What you are asked to do →
Would you transcribe the listing that follows, character for character, and omit its images?

Records to use →
- Opening Delimiter -

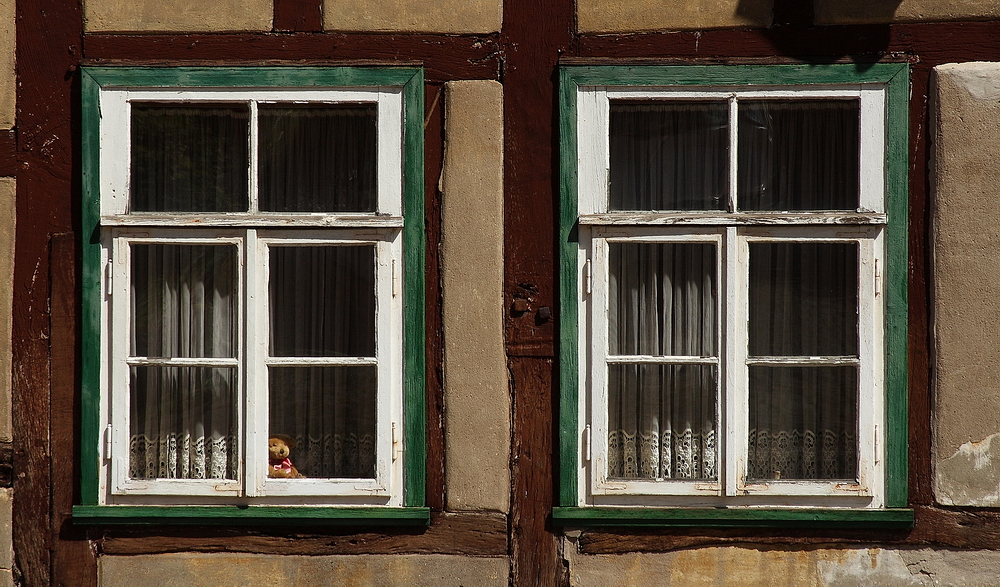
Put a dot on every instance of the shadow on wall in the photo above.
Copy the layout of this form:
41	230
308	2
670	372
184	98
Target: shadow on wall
854	29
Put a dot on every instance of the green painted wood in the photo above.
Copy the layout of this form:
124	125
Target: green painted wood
896	284
725	518
90	310
569	449
414	384
735	75
202	515
250	77
411	80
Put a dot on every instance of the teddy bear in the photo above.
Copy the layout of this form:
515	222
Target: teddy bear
279	466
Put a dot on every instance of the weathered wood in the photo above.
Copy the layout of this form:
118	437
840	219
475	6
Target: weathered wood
254	220
73	561
444	57
49	40
534	547
298	15
935	527
433	161
738	219
463	534
534	35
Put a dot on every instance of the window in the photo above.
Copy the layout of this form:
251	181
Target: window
733	272
254	269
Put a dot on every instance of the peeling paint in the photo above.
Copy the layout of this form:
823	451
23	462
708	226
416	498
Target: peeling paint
978	78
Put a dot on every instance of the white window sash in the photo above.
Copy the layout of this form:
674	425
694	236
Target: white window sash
733	231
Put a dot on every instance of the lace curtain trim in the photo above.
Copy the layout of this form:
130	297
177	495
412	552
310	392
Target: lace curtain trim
183	456
802	454
670	455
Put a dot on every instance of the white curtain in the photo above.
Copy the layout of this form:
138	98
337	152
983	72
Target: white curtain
322	304
792	155
662	418
803	303
183	419
312	158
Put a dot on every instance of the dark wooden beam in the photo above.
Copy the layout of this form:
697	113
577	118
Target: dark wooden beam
73	561
299	16
461	534
48	50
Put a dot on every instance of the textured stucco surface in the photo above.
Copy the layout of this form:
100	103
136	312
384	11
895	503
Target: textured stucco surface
176	15
819	567
241	570
966	279
8	79
7	224
476	394
611	16
441	16
881	11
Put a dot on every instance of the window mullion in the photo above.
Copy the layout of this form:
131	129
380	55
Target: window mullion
254	354
121	336
254	139
734	382
733	152
599	372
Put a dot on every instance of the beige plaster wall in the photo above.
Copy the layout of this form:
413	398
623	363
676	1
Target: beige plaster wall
881	11
8	78
431	16
611	16
966	283
241	570
814	567
176	15
7	223
476	394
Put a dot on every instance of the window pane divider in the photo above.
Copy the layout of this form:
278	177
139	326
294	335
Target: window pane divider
183	362
662	359
732	218
263	219
804	360
319	361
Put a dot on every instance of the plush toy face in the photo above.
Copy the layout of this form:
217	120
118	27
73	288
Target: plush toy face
279	448
279	465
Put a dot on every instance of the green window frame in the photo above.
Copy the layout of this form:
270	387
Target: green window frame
408	505
576	506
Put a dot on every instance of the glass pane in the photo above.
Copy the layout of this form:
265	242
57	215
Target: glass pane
182	422
184	300
189	158
662	299
803	423
329	413
798	155
669	155
318	158
803	299
322	301
661	422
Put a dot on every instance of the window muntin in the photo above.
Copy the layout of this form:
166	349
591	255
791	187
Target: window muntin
236	367
845	468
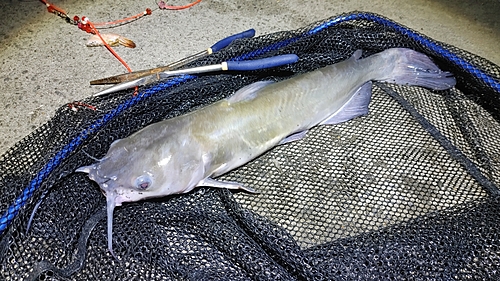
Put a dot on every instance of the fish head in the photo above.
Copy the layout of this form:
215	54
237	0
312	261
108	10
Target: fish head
129	173
132	171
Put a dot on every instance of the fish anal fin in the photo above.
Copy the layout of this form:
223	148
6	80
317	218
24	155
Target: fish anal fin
294	137
248	92
356	106
225	184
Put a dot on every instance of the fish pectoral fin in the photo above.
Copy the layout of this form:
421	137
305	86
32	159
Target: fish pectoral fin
356	106
294	137
225	184
248	92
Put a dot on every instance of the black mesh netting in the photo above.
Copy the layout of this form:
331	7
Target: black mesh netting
408	192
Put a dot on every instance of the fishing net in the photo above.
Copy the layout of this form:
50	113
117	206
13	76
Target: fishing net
408	192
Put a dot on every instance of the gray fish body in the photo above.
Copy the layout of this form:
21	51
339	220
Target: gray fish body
178	154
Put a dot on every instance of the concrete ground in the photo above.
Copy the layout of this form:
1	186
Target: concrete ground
44	63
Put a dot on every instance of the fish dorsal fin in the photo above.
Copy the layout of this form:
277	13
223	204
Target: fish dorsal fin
248	92
356	106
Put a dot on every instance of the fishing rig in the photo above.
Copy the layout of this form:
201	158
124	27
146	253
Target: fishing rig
408	192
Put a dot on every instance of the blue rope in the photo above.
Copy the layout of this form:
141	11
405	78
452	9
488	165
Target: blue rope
20	201
416	37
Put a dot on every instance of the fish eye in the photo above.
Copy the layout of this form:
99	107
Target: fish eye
143	182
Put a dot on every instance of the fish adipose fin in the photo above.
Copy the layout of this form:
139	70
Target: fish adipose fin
225	184
356	106
248	92
416	69
293	137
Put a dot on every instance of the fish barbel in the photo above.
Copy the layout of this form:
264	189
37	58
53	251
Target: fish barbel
178	154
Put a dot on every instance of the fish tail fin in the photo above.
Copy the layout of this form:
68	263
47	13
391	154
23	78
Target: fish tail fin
416	69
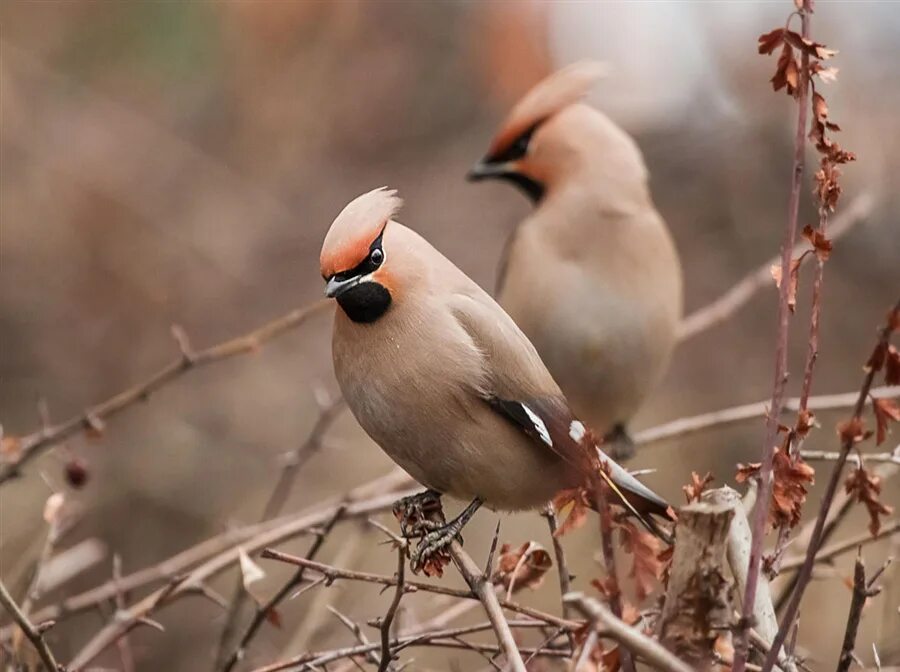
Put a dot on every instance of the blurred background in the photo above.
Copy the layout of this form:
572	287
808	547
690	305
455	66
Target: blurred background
180	162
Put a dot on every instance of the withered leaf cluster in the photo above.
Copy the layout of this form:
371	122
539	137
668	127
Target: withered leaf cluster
866	489
790	481
522	566
646	566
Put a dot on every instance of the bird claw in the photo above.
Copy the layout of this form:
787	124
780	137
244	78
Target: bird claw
431	554
419	514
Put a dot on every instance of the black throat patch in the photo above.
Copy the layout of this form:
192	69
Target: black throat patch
366	302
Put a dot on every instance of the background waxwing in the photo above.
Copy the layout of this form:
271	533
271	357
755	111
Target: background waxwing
591	276
445	382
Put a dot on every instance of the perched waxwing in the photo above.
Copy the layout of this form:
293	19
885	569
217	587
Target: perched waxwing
444	381
591	275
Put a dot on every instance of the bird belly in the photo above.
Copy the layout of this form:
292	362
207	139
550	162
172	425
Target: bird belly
459	446
605	351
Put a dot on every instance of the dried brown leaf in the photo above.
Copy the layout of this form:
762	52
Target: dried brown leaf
792	287
892	366
768	42
791	479
693	490
866	489
886	410
646	568
821	245
522	567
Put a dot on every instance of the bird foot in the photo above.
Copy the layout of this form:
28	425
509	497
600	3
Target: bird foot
432	553
618	444
419	514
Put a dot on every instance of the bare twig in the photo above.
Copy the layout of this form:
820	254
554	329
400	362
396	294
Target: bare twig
263	612
862	591
609	560
388	619
439	638
31	445
298	457
834	456
727	416
738	295
642	646
848	439
562	567
193	582
484	589
177	565
357	631
33	635
334	573
828	553
781	352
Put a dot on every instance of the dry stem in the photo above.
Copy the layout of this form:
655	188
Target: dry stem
847	442
630	638
35	637
31	445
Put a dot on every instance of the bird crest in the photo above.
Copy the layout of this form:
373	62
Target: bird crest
552	94
353	230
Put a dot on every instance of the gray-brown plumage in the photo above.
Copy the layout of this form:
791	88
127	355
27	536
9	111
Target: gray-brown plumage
441	377
591	276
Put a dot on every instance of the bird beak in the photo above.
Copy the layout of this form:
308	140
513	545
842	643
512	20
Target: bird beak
484	170
335	287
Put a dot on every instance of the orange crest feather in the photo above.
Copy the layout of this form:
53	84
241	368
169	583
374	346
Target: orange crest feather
549	96
352	232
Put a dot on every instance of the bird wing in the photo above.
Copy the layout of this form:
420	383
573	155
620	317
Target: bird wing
521	389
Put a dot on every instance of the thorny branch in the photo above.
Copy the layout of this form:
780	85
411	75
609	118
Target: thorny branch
329	412
388	620
848	439
332	574
195	581
26	448
862	590
609	561
175	567
828	553
715	419
448	638
31	632
265	611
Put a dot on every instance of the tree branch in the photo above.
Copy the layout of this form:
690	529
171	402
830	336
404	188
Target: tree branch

- Closing Delimiter -

Solution to this problem →
Put a dot on every instance of the shadow on wall in the photo above.
Copy the layout of this form:
41	230
308	2
670	372
184	98
Target: shadow on wall
854	29
Put a dot on every instance of the green painted wood in the photo above.
Copy the layout of this form:
124	125
Target: green painted wood
896	284
725	518
90	310
569	449
414	384
735	75
202	515
250	77
411	80
Put a dot on every instance of the teddy bear in the photo above.
Copy the layout of this form:
515	222
Target: teddy bear
279	466
Put a dot on every instance of the weathered wood in the photo above.
Copy the layout of this form:
118	437
840	219
475	6
Target: weathered wood
254	220
73	561
444	57
49	40
534	547
298	15
935	527
433	161
738	219
463	534
534	35
Put a dot on every instance of the window in the photo above.
Copy the layout of this form:
251	181
Target: window
733	272
254	269
Put a dot on every instance of the peeling paint in the photo above.
Copy the layout of this form:
823	451
23	462
708	226
416	498
Target: peeling paint
978	78
Put a dot on every instance of the white window sash in the photo above.
Copy the layout of this form:
674	425
694	236
Target: white window sash
733	231
Put a dot on every instance of the lace curtain trim in the photo above.
Copy the layout of this form:
130	297
177	495
412	552
310	392
Target: lace curtain trim
183	456
802	454
670	455
Put a dot on every instance of the white curtain in the photo above.
Copy the layout of this form:
138	98
337	152
983	72
Target: white curtain
322	304
792	155
662	418
803	303
183	419
312	158
Put a dot on every instance of the dark wooden beam in the photo above.
Copy the layout of this form:
697	113
577	118
Target: dark wooden beam
73	561
299	16
461	534
48	50
Put a dot on every instance of the textured stucco surface in the photo above.
Copy the layout of this form:
100	103
136	312
384	11
895	503
Target: textured stucco surface
176	15
819	567
241	570
966	279
8	79
7	224
476	394
611	16
441	16
881	11
Put a dot on every instance of the window mullion in the photo above.
Copy the layout of this form:
131	129
380	55
Target: window mullion
254	354
121	336
254	139
734	382
733	152
599	372
Put a dot on every instance of the beige plaster wall in the photo above.
Copy the layout of this form:
413	398
623	363
676	1
Target: beige plaster wall
881	11
8	78
431	16
611	16
966	283
241	570
814	567
176	15
7	223
476	394
Put a dot on every instance of the window pane divider in the photo above.
Copy the layout of this form:
278	177
139	326
294	335
Target: window pane divider
183	362
662	359
732	218
263	219
804	360
319	361
Put a dot on every instance of the plush toy face in the photo above.
Copy the layout of this form:
217	120
118	27
73	288
Target: plush toy face
279	448
279	465
Put a dot on every instance of the green window frame in the photo above.
Copy the layout of this form:
270	387
Target: green window frame
408	505
576	506
Put a dot on every instance of the glass pane in the photo above.
Copy the layout of this form:
265	242
57	215
Target: glass pane
182	422
184	300
189	158
662	299
803	423
329	413
798	155
669	155
318	158
803	299
322	301
661	422
Put a dot on every instance of the window muntin in the photo above.
Copy the layout of this form:
166	349
591	255
791	187
Target: window muntin
236	367
845	468
Put a dot on every instance of the fish head in the photo above.
Copy the layout of this form:
215	54
237	0
312	261
108	10
Target: fish head
129	173
132	171
Put a dot on every instance of the fish anal fin in the photo above.
Copy the layout of this form:
223	148
6	80
317	218
24	155
Target: fish anal fin
294	137
248	92
356	106
225	184
Put a dot on every instance of the fish pectoral fin in the photo above.
Copy the layout of this form:
421	137
305	86
32	159
Target: fish pectoral fin
356	106
294	137
225	184
248	92
Put a dot on every instance of the black mesh netting in the photo above.
Copy the layout of this form:
331	7
Target: black mesh netting
408	192
Put a dot on every instance of the fishing net in the photo above.
Copy the layout of this form:
50	113
117	206
13	76
Target: fishing net
408	192
Put a dot on every instance of the gray fish body in the photo above.
Copy the layout of this form:
21	51
339	220
Target: gray fish body
178	154
Put a dot on every instance of the concrete ground in the photo above.
Copy the layout of this form:
1	186
Target: concrete ground
44	63
Put a dot on every instance of the fish dorsal fin in the photo above.
Copy the layout of this form:
277	13
223	204
Target: fish dorsal fin
248	92
356	106
Put a dot on every instance of the fishing rig in the photo above.
Copy the layout of this form:
201	158
124	27
146	253
Target: fishing rig
408	192
Put a dot on every instance of the blue rope in the photo above.
Copy the layout of this form:
141	11
405	78
452	9
488	165
Target: blue rope
20	201
416	37
Put a dot on every instance of the fish eye in the photo above.
Copy the layout of this form:
99	107
Target: fish eye
143	182
Put a dot on every instance of the fish adipose fin in the photo above.
Copy the layout of this form:
139	70
Target: fish adipose fin
225	184
356	106
248	92
416	69
293	137
Put a dot on every instance of the fish barbel in the photo above.
Copy the layout of this form:
264	189
37	58
53	251
Target: fish barbel
178	154
Put a dot on every instance of the fish tail fin in the photo above.
Copy the layout of this form:
68	263
47	13
391	154
23	78
Target: fish tail fin
416	69
Put a dot on every instance of the blurred background in the photo above.
Copy the layout of this form:
572	287
808	547
690	305
455	66
Target: blurred background
180	162
Put a dot on every instance of the withered leaf cluster in the photo above.
Copy the layout of this form:
371	122
539	137
668	127
Target: withered leaf cluster
866	489
790	481
522	566
646	566
Put a dot on every instance of the bird claw in the photo above.
Copy the layout of this form:
787	124
780	137
244	78
Target: bird claw
431	554
419	514
Put a dot on every instance of the black throat patch in the photo above.
Copy the layout of this form:
192	69
Target: black throat patch
366	302
Put a dot on every instance of the background waxwing in the photo above.
Copy the layout of this form:
271	533
271	357
755	111
Target: background waxwing
591	276
445	382
Put a dot on every instance of the perched waxwing in the photo above.
Copy the layout of this form:
293	19
885	569
217	587
Target: perched waxwing
444	381
591	275
Put a dot on every instance of the bird belly in the photo above.
Copy the layout of this form:
292	362
207	139
550	162
172	425
Target: bird belly
459	446
605	351
Put a dot on every instance of the dried brown leaf in the photo above.
Copy the layout of this form:
762	52
Target: dried brown leaf
792	287
892	366
768	42
791	479
693	490
866	489
886	410
646	568
821	245
522	567
Put a dot on every instance of the bird foot in the photo above.
Copy the layout of this form:
28	425
509	497
600	3
Target: bird foot
432	553
618	444
419	514
Put a dot on every instance of the bare twig in the photo above.
Copy the layout of this form:
820	254
554	329
400	362
396	294
Target: bare twig
263	612
862	591
609	560
388	619
439	638
31	445
298	457
834	456
727	416
738	295
642	646
848	439
562	567
193	582
484	589
177	565
357	631
33	635
334	573
828	553
781	352
Put a dot on every instance of the dry stem in the photo above.
Copy the layout of this form:
655	188
Target: dry stem
847	442
630	638
35	637
31	445
Put a dot on every instance of the bird crest in the photo above.
Copy the layout of this form:
373	62
Target: bird crest
552	94
353	230
Put a dot on every instance of the gray-brown plumage in the photo above.
Copy the layout of this form:
791	88
127	355
27	536
9	111
Target: gray-brown plumage
441	377
591	276
Put a dot on every instance of the bird beak in the photo above.
Copy the layout of this form:
308	140
513	545
842	643
512	20
Target: bird beak
484	170
335	287
Put a dot on every instance of the orange crest feather in the photo above.
Copy the layout of this form:
53	84
241	368
169	583
374	346
Target: orange crest feather
549	96
352	232
Put a dot on every instance of the bird wing in the photo above.
Copy the layout of this form:
420	383
573	155
620	317
Target: bird wing
521	389
Put a dot on every instance of the thorny branch in the photo above.
Copy the layout of this form:
780	85
411	75
609	118
Target: thorny branch
329	412
388	620
848	439
332	574
195	581
26	448
862	590
609	561
175	567
828	553
715	419
448	638
31	632
265	611
Put a dot on every instance of the tree branch in the photo above.
Copy the layout of this form:
690	529
171	402
830	336
404	188
Target: tree branch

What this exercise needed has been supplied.